Problem details: Repeat the records exactly. Leave out the pictures.

++++++++

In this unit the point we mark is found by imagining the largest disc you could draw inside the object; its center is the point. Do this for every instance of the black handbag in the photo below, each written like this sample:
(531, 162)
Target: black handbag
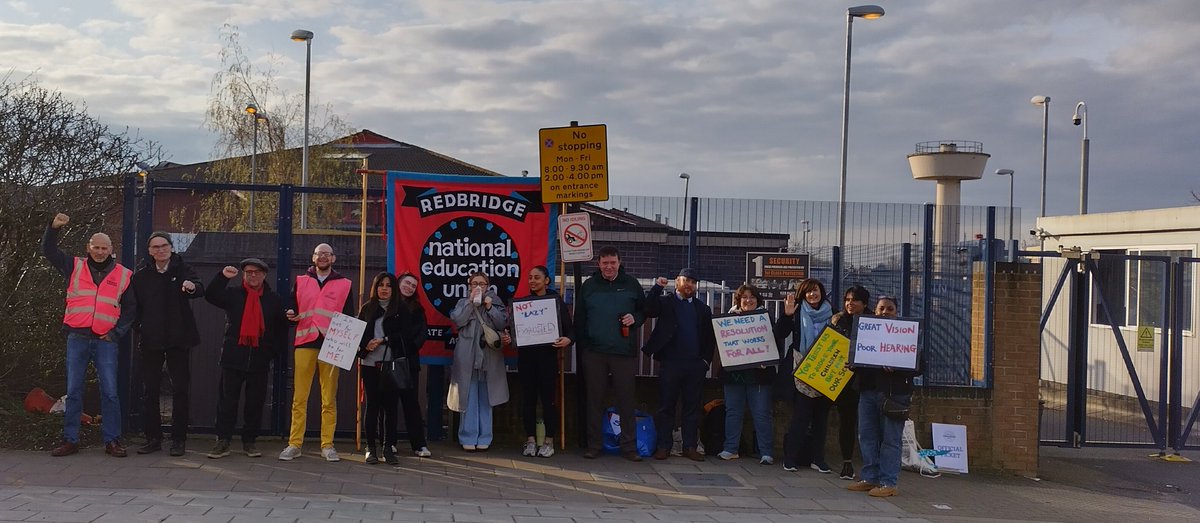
(396, 371)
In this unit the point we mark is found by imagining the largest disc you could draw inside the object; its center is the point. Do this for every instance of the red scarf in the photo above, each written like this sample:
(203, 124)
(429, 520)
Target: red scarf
(252, 325)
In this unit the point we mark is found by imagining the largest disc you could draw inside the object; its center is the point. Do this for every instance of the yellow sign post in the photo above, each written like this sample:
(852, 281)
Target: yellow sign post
(1145, 338)
(825, 367)
(574, 163)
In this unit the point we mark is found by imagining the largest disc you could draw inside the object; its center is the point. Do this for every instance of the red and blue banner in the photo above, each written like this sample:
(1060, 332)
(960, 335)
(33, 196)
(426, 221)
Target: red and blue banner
(444, 227)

++++++++

Reply to the task:
In this unit the point we mark is found by imagining the largest disc you could draw inside the object; its center is the point. Do this for every instance of the black handbag in the photo below, each written like this sample:
(531, 162)
Target: black handbag
(396, 371)
In this unit the point we mark is found by imagining the largest disc you could draw inside the object; its center is the point. Do this for every instance of the red scarf in the photo above, each written like this sample:
(203, 124)
(429, 520)
Target: red scarf
(252, 325)
In this unit the point we mark is found by imagining the largest disc you could draw inside the object; its center is the point. Do this for every instance of the yellow sign post in the photo above, each written like this sample:
(852, 281)
Target: yellow sign post
(1145, 338)
(825, 367)
(574, 163)
In this unit the point we mark is found by imagining the largest disc you could draw inside the object; its center is the point. Do this for every instance of the red and blue banner in the photo above, each written like this sample:
(1060, 332)
(960, 335)
(33, 196)
(426, 221)
Target: red and blue banner
(444, 227)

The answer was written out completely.